## Stated problem:
Extract each line of the listing below that contains the string "cutting" and copy it in full.

## Data:
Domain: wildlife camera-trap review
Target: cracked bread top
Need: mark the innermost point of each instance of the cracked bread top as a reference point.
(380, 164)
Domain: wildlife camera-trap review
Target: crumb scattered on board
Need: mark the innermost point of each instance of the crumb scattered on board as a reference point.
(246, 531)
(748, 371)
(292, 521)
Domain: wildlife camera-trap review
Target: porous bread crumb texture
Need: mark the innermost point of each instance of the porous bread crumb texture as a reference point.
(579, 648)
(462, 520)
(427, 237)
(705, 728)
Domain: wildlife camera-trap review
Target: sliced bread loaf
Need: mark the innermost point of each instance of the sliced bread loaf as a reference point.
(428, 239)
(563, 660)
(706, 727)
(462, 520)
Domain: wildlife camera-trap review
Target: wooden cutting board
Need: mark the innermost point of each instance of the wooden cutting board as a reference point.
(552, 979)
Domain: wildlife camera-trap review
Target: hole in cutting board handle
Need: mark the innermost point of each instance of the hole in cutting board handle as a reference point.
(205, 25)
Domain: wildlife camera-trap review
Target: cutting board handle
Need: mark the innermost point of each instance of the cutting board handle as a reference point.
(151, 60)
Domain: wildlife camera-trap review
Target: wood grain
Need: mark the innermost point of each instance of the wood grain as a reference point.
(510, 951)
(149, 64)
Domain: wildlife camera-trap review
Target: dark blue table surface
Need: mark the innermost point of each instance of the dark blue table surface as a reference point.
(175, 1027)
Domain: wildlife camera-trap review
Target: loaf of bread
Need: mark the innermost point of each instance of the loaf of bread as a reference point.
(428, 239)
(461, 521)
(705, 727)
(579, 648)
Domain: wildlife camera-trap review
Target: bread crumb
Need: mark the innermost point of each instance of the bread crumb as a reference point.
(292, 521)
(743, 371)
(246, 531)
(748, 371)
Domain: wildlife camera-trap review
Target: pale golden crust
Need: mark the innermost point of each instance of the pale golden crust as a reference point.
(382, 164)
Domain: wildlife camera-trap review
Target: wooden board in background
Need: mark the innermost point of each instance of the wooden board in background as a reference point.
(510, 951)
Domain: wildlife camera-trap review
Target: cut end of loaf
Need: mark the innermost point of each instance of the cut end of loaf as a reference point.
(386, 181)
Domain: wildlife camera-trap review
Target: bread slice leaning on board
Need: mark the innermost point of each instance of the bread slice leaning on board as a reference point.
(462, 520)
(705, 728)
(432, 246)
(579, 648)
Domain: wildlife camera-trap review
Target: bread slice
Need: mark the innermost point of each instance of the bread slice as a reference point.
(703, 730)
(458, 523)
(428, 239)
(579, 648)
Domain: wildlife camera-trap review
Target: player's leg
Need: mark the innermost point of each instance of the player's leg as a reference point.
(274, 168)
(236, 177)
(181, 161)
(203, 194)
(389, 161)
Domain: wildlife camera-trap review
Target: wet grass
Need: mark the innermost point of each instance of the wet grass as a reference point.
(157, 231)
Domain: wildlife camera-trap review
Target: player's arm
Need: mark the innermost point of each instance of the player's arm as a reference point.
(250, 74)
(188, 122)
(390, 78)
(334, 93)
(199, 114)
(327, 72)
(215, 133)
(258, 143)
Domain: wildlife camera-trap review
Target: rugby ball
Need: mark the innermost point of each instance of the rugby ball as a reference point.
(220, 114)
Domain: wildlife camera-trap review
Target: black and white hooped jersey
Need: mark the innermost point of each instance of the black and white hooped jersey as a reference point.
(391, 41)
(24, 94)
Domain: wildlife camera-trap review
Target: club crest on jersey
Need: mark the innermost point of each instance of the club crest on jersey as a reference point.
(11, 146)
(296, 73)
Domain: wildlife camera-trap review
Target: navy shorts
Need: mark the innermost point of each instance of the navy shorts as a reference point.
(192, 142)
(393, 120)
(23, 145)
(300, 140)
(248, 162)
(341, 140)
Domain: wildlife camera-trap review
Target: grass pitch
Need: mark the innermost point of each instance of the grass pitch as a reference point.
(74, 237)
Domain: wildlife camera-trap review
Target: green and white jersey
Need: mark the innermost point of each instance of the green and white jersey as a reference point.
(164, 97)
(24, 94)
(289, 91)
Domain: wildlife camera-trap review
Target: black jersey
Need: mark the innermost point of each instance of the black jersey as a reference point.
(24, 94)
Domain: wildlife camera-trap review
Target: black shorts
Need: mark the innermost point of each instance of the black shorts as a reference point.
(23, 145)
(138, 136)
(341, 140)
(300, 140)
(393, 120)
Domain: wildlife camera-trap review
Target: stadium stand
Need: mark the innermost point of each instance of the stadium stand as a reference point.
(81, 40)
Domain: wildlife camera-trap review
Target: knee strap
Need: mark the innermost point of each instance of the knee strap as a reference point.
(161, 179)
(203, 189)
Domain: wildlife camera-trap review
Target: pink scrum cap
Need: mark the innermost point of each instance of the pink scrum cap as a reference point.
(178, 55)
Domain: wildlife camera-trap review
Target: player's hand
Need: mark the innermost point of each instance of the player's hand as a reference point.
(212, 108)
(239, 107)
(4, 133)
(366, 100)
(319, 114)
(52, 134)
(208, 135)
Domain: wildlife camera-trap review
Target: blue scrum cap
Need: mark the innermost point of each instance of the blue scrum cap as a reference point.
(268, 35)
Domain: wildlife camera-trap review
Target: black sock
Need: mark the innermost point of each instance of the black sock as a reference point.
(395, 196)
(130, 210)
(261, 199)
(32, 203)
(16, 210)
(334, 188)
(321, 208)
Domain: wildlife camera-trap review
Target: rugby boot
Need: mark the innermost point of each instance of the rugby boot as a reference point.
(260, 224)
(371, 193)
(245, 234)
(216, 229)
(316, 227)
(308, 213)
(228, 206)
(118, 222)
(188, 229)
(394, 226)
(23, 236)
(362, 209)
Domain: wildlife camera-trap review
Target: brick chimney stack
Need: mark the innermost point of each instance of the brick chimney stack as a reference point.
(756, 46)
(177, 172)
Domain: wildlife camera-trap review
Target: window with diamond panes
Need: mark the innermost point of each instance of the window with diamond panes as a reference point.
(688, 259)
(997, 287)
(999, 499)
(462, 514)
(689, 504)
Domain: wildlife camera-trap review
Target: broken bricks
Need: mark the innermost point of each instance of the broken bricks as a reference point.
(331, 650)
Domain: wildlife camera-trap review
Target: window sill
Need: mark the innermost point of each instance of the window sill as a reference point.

## Written response:
Target: wooden cutting board
Need: mark the innermost point of each instance of the wooden cutting board as a reference point.
Target: hole in cutting board handle
Need: mark the innermost point of each instance of the hole in cutting board handle as a reference point.
Target: cutting board handle
Need: mark the innermost point of each instance of the cutting board handle as a reference point.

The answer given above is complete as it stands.